● **Exercise**
Filter the listing below down to the lines containing the word "dead".

● **Data to process**
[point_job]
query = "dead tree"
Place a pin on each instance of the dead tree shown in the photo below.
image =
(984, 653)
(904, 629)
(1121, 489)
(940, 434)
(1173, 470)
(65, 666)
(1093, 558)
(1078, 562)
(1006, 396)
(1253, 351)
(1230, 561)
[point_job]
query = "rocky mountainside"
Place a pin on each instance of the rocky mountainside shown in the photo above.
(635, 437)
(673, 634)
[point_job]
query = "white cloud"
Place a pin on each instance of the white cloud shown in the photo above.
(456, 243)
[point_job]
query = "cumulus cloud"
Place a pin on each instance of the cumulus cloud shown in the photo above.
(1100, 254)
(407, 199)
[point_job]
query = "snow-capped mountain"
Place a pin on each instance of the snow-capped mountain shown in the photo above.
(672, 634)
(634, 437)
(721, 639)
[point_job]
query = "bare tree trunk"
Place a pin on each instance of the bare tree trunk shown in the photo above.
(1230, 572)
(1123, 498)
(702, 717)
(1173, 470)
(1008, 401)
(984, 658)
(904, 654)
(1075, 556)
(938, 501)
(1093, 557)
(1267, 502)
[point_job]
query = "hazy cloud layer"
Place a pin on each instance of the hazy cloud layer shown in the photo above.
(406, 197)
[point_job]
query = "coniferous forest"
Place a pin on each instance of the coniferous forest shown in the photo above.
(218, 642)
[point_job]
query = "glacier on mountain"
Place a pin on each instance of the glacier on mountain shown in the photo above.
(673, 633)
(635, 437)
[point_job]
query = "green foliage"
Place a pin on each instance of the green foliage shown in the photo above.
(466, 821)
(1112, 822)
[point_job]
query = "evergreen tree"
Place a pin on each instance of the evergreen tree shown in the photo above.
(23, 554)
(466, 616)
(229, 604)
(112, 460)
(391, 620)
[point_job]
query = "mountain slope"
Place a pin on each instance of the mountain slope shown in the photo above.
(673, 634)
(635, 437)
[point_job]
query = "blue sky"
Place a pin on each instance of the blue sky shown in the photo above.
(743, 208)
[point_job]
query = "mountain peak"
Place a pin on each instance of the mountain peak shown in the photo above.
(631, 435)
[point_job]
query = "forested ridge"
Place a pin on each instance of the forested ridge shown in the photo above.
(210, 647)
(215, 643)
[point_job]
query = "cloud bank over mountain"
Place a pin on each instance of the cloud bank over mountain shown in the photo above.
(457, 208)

● **Response to this exercise**
query = "dead tree"
Place a pin on each instance of the dead tree shown in the photo below.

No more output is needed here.